• [EXERCISE REQUIREMENTS] Rewrite the passage about a partner's health crisis from "When somebody has" to "do much else.", switching "Star Wars trailers" to "movie trailers".

• [PAGE EXCERPT]

Once I started to have actual feelings again, they were intense. I have OCD, and I know an intense rush of emotion better than I would like to, but these were beyond even that. I was still guilty, and on top of that, I was frightened about the future, worried about the present, angry about the past, exhausted about the all of it, so many, many things that I had no idea how to work through without losing my mind.
When somebody has a health crisis of any kind, I think it’s natural for everything to centre on them for a while. Everyone wants to support them in their recovery, and everyone who loves them wants to be there for them, and I can say without reservation it was a truly beautiful and touching thing to see the way people in his life flocked to my partner to show their support while he was in hospital; to know that he had so much love in his life, the love that he deserved. It was easier for me, too, to focus all my attention on him, to download Star Wars trailers to my phone so I could smuggle them into him to watch through a shared pair of headphones, to just be glad that he was still here despite everything. It felt selfish, in fact, to do much else.

• [EXCERPTED RECORDS]
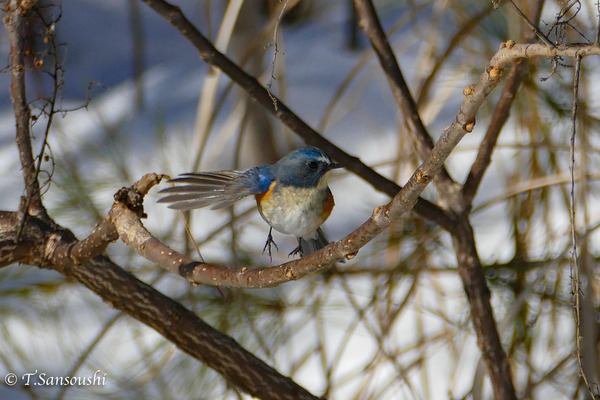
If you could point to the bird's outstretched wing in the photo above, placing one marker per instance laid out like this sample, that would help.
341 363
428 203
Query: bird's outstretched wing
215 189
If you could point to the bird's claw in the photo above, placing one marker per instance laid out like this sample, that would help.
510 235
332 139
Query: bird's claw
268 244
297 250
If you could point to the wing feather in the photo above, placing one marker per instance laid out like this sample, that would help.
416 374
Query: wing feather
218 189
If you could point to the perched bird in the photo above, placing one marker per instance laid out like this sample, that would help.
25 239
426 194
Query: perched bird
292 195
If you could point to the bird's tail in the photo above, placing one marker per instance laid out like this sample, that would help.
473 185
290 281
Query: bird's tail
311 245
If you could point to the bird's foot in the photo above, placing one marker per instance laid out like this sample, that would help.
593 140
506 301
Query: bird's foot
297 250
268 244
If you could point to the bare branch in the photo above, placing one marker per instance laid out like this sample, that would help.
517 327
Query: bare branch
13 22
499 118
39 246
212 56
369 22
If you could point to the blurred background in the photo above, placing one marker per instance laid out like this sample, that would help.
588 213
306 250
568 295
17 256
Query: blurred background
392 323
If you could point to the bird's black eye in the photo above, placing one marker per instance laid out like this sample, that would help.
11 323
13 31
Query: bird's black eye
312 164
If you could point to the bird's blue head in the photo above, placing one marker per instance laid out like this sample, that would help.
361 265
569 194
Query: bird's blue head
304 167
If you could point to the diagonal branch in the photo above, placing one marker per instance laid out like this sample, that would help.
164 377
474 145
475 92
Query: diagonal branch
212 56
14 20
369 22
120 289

• [FINISHED EXERCISE]
When somebody has a health crisis of any kind, I think it’s natural for everything to centre on them for a while. Everyone wants to support them in their recovery, and everyone who loves them wants to be there for them, and I can say without reservation it was a truly beautiful and touching thing to see the way people in his life flocked to my partner to show their support while he was in hospital; to know that he had so much love in his life, the love that he deserved. It was easier for me, too, to focus all my attention on him, to download movie trailers to my phone so I could smuggle them into him to watch through a shared pair of headphones, to just be glad that he was still here despite everything. It felt selfish, in fact, to do much else.